**Written instruction**. Convert the items from their start up to and including the line with "x=212, y=339" into a Markdown table with a "Row" column for the row number and a "Line" column for the line. Skip blank lines and leave the pictures out of the answer.

Location identification items:

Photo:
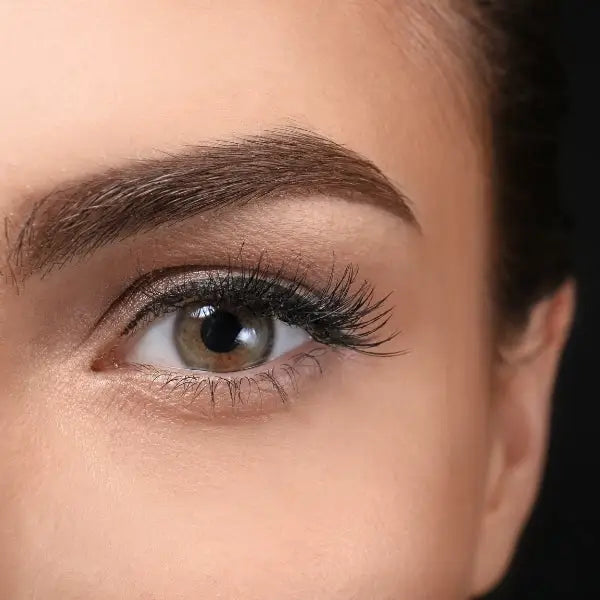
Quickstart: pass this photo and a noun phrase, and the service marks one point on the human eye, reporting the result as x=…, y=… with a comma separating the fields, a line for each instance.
x=238, y=340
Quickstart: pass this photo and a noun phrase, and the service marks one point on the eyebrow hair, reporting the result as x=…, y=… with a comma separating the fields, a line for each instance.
x=81, y=216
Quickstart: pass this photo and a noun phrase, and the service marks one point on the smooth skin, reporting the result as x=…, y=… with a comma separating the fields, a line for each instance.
x=407, y=477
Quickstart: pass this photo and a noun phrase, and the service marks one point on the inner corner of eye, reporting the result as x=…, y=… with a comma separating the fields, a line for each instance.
x=212, y=339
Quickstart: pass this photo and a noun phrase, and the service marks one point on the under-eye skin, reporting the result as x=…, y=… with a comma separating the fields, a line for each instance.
x=234, y=337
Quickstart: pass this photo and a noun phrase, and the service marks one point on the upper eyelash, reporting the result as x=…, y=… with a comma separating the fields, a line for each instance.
x=339, y=314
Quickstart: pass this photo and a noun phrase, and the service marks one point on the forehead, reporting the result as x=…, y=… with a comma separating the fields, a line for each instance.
x=91, y=84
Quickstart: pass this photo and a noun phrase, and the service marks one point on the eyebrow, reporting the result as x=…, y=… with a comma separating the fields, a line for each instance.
x=79, y=217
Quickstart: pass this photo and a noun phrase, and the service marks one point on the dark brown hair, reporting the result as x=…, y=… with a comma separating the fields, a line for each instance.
x=528, y=101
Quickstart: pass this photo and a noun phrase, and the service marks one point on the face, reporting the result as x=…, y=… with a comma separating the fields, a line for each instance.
x=248, y=347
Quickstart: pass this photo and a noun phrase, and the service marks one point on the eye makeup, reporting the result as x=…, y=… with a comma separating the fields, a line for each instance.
x=342, y=315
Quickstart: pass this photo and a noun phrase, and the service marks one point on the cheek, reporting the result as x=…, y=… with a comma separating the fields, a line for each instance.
x=369, y=491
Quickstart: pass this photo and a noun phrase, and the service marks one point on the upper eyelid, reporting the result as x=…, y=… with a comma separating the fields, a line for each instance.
x=344, y=316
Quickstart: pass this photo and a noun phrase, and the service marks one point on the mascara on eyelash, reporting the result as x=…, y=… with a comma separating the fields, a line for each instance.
x=339, y=314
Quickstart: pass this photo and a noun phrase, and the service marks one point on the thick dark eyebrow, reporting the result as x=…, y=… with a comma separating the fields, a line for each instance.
x=79, y=217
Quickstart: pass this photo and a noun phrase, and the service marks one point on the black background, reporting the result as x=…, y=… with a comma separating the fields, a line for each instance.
x=560, y=550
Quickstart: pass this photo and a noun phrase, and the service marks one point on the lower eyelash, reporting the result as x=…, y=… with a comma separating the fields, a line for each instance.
x=241, y=392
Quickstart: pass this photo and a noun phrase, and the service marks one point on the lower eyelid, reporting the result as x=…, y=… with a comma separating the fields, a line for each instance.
x=197, y=395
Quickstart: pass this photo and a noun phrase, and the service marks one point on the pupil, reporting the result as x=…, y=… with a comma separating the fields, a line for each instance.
x=220, y=330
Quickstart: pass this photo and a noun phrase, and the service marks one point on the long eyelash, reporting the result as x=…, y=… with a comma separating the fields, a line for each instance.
x=239, y=389
x=340, y=314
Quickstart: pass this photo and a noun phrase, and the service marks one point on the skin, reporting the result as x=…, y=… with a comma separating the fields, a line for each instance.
x=403, y=477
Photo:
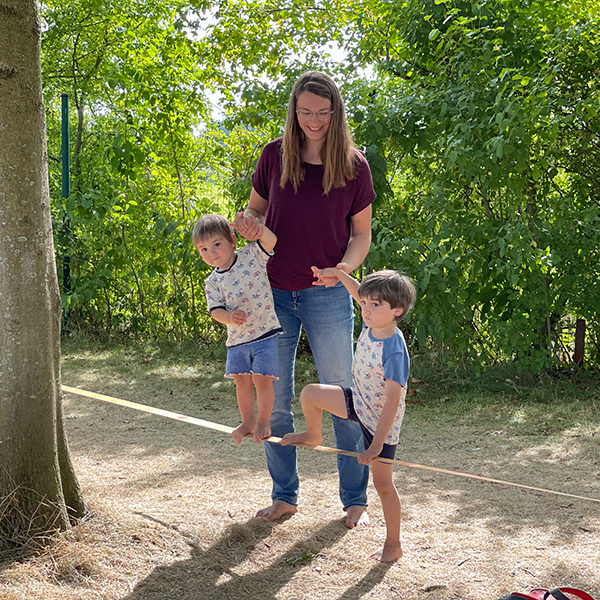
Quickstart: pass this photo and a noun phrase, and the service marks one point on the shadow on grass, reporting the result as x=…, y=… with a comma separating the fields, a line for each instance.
x=212, y=574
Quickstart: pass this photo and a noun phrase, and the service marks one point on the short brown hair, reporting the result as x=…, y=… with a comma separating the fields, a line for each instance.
x=397, y=289
x=210, y=225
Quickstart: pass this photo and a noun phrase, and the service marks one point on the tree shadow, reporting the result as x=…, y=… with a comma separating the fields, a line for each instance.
x=211, y=574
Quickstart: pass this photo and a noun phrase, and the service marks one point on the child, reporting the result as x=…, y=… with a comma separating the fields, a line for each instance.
x=376, y=399
x=238, y=294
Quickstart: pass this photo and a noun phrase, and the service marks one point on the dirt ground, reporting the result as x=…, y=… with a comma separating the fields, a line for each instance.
x=172, y=510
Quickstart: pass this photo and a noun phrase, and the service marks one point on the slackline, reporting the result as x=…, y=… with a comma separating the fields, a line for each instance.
x=226, y=429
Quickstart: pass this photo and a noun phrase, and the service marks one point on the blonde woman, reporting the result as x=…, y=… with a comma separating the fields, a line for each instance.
x=314, y=190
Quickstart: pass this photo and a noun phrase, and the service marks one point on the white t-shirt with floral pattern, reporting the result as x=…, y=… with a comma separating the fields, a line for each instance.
x=245, y=286
x=375, y=361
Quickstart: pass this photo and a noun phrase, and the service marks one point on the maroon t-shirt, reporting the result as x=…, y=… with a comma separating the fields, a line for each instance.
x=311, y=228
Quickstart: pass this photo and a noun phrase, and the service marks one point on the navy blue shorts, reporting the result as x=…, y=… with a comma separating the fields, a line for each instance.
x=260, y=358
x=389, y=450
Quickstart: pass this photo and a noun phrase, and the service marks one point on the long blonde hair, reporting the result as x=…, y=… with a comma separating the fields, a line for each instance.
x=337, y=152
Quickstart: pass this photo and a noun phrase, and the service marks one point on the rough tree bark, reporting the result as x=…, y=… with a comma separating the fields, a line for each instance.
x=38, y=487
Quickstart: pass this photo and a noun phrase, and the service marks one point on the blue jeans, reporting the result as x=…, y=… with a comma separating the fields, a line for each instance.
x=327, y=316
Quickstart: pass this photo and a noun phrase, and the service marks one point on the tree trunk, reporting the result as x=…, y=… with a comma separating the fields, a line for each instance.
x=38, y=487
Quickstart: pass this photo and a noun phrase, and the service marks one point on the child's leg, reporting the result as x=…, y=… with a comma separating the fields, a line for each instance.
x=245, y=395
x=265, y=397
x=390, y=501
x=315, y=398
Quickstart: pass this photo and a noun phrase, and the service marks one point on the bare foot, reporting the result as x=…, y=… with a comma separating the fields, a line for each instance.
x=277, y=510
x=357, y=515
x=242, y=431
x=301, y=439
x=389, y=553
x=261, y=432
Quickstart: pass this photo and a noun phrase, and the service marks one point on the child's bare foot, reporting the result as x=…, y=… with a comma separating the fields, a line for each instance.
x=242, y=431
x=277, y=510
x=389, y=553
x=301, y=439
x=357, y=516
x=261, y=432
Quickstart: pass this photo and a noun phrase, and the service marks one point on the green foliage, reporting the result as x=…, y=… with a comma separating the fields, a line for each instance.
x=479, y=120
x=489, y=202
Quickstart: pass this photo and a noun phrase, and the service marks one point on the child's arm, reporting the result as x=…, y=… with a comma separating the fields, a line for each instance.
x=394, y=394
x=349, y=282
x=229, y=317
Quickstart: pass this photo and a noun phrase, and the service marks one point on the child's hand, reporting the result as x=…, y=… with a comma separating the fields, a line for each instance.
x=238, y=317
x=366, y=458
x=248, y=226
x=327, y=277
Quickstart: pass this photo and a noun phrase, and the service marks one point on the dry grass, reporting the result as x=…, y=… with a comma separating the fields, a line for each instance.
x=173, y=504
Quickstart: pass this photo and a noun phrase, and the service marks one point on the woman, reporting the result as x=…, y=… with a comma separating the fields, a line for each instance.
x=314, y=190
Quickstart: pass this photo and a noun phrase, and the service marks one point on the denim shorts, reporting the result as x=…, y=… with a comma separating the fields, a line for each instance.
x=260, y=358
x=389, y=450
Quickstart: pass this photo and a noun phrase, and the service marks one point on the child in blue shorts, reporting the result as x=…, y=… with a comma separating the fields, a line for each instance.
x=239, y=295
x=376, y=399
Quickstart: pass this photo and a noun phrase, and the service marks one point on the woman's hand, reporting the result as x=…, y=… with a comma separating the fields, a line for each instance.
x=238, y=317
x=248, y=226
x=327, y=277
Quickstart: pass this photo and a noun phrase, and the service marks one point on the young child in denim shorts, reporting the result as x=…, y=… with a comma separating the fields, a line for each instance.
x=376, y=399
x=239, y=295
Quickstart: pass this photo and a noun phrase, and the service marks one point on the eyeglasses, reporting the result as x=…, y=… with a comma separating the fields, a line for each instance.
x=307, y=115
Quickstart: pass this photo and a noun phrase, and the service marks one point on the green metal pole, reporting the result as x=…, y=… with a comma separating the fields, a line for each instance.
x=66, y=158
x=66, y=228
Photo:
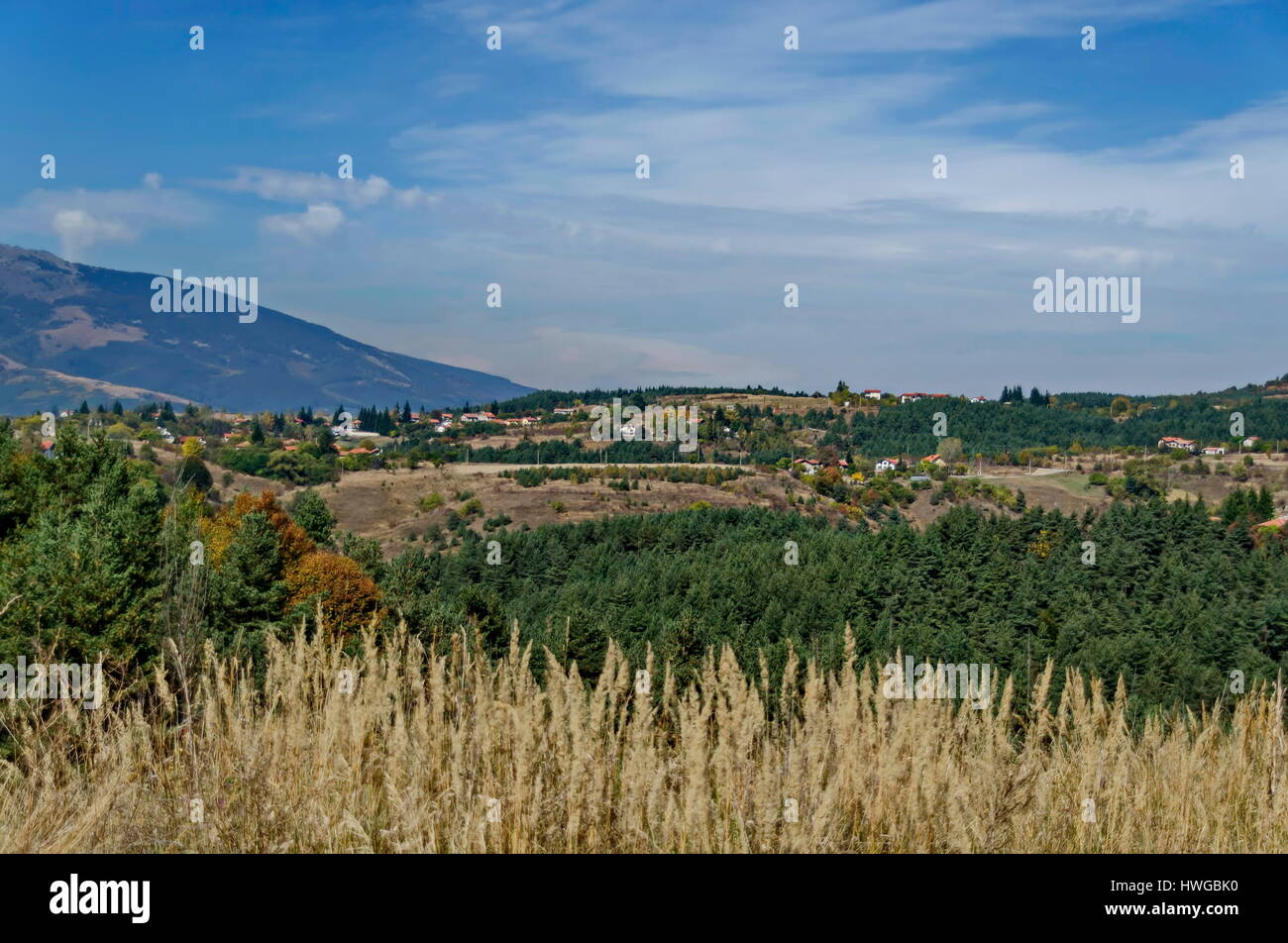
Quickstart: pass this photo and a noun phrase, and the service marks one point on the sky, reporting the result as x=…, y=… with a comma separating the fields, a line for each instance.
x=811, y=166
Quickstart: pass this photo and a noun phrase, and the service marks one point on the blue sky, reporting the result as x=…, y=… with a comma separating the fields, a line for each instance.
x=767, y=166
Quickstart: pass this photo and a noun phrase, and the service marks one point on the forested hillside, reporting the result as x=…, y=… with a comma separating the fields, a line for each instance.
x=95, y=552
x=1173, y=599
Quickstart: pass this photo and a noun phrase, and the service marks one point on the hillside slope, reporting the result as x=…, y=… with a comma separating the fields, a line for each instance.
x=71, y=331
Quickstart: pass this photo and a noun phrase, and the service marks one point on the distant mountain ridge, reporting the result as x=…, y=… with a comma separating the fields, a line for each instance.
x=71, y=333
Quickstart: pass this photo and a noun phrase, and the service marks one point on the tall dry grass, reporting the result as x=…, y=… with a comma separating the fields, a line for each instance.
x=411, y=758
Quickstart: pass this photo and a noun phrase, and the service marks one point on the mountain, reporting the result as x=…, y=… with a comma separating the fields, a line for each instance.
x=71, y=333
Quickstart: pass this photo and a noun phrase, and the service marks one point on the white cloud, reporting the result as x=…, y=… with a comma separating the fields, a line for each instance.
x=84, y=218
x=77, y=230
x=295, y=187
x=318, y=221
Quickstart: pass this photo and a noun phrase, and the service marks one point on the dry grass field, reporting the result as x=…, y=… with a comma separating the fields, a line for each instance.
x=398, y=750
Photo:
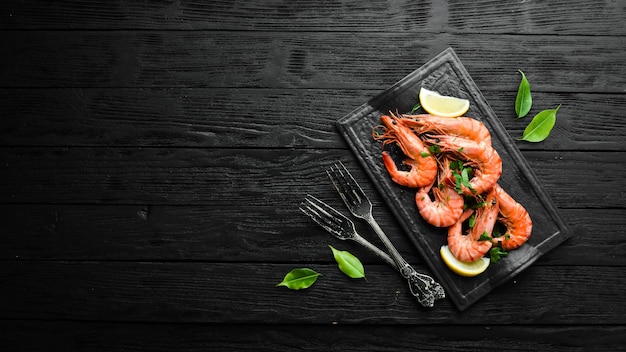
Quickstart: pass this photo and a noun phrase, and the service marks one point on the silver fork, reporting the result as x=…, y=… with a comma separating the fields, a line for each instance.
x=361, y=207
x=423, y=287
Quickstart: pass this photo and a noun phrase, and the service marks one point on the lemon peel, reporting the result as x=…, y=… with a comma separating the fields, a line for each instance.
x=467, y=269
x=442, y=105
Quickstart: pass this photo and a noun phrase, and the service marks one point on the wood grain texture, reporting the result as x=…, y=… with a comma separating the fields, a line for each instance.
x=556, y=17
x=248, y=118
x=102, y=336
x=220, y=293
x=301, y=60
x=153, y=155
x=252, y=234
x=182, y=176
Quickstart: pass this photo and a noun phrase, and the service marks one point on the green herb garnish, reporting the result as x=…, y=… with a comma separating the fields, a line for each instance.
x=523, y=101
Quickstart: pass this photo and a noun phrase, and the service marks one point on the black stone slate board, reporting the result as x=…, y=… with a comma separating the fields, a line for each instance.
x=446, y=75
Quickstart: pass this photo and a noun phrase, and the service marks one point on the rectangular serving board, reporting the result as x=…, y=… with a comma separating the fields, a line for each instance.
x=446, y=74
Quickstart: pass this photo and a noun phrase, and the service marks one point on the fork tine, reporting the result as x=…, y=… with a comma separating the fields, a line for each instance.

**Result below**.
| Row | Line |
|---|---|
| 1 | Photo: |
| 2 | Quickstart: pass this photo and a noun phrase, and the service marks one point on the human eye, reporting the result as x=…, y=… with a comma separating the fields, a line for each instance. |
| 3 | x=238, y=340 |
| 4 | Quickstart: pass this photo and a noun phrase, and the service marks one point on the eyebrow hair, reporting the result as x=…, y=… with a comma separating the fields, a line for each instance. |
| 5 | x=81, y=216 |
| 6 | Quickstart: pass this photo and a noun phrase, and the service marks one point on the smooth skin, reporting the result as x=…, y=… with a comma separating the fields, a line for each instance. |
| 7 | x=407, y=477 |
| 8 | Quickstart: pass this photo and a noun phrase, and the service marks one point on the inner corner of eye, reporting the result as x=…, y=… with a comma separating the fields, a line for each instance. |
| 9 | x=212, y=339 |